_Exercise objective:_ Exactly as written, retype all of the records that come next.

*** Available data Section Begins ***

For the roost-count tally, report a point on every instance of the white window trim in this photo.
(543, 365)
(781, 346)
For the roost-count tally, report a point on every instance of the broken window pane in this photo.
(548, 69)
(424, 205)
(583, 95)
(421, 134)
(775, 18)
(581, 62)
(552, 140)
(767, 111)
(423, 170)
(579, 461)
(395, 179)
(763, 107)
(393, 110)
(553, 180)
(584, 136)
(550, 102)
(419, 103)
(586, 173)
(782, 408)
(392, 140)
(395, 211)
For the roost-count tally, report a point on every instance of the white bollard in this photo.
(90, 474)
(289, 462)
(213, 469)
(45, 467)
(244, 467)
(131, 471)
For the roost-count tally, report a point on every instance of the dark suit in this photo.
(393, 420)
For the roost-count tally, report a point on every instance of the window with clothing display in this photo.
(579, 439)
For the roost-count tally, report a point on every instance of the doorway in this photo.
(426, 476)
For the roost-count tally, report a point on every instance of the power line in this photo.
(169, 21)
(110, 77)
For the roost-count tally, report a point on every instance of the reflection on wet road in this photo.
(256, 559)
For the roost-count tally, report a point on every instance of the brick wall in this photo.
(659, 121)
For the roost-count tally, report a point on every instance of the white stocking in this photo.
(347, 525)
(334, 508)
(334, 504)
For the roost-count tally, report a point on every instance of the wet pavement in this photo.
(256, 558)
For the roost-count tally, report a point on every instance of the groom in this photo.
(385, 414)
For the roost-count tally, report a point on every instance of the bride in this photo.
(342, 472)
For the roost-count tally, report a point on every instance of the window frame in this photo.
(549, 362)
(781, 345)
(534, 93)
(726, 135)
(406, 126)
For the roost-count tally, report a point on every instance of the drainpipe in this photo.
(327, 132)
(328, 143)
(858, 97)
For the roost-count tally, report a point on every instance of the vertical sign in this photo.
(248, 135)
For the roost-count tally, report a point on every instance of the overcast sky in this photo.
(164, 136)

*** Available data Section Ends ***

_Reply:_
For the roost-count tally, report a point on every instance of the white window trim in this photo.
(543, 365)
(781, 346)
For the roost-count tally, report a point on every instance of the broken window pane in this photo.
(548, 69)
(424, 205)
(583, 95)
(421, 134)
(775, 18)
(581, 62)
(552, 140)
(767, 111)
(423, 170)
(579, 461)
(395, 179)
(763, 107)
(393, 110)
(553, 180)
(584, 136)
(550, 102)
(419, 103)
(586, 173)
(782, 408)
(392, 140)
(395, 211)
For the roost-count tally, report a point on every instance of the white bollard in this photo.
(90, 474)
(289, 462)
(213, 469)
(45, 467)
(244, 467)
(131, 471)
For the roost-count tally, report a point on every instance of the dark suit in this photo.
(393, 420)
For the roost-count tally, report a point on every instance of the window with clothing display in this photo.
(579, 439)
For the roost-count tally, report a point on every instance of the doorway in this photo.
(426, 476)
For the roost-count tally, report a point on every instance of the power line in this photo.
(169, 21)
(110, 77)
For the roost-count tally, report a point on every instance of the reflection on wet road in this photo.
(256, 559)
For the roost-count tally, report a point on every instance of the brick wall in this photo.
(659, 121)
For the roost-count tally, report a point on every instance of the white stocking in this photo.
(347, 525)
(334, 508)
(334, 504)
For the roost-count tally, report a point on every instance of the wet pavement in this photo.
(256, 558)
For the roost-count tally, report a point on every instance of the groom in this photo.
(385, 414)
For the roost-count tally, report a point on every instance of the bride in this photo.
(342, 472)
For the roost-count tally, report a point on every instance of the window frame in this photo.
(549, 362)
(781, 345)
(534, 93)
(726, 135)
(406, 126)
For the roost-count tally, report a point on every instance of the drainpipe in this photo.
(327, 132)
(328, 143)
(858, 97)
For the roost-count tally, report a point on every instance of the vertical sign in this photo.
(248, 135)
For the roost-count tally, report a point on every instance of the overcast sky in this photo.
(164, 136)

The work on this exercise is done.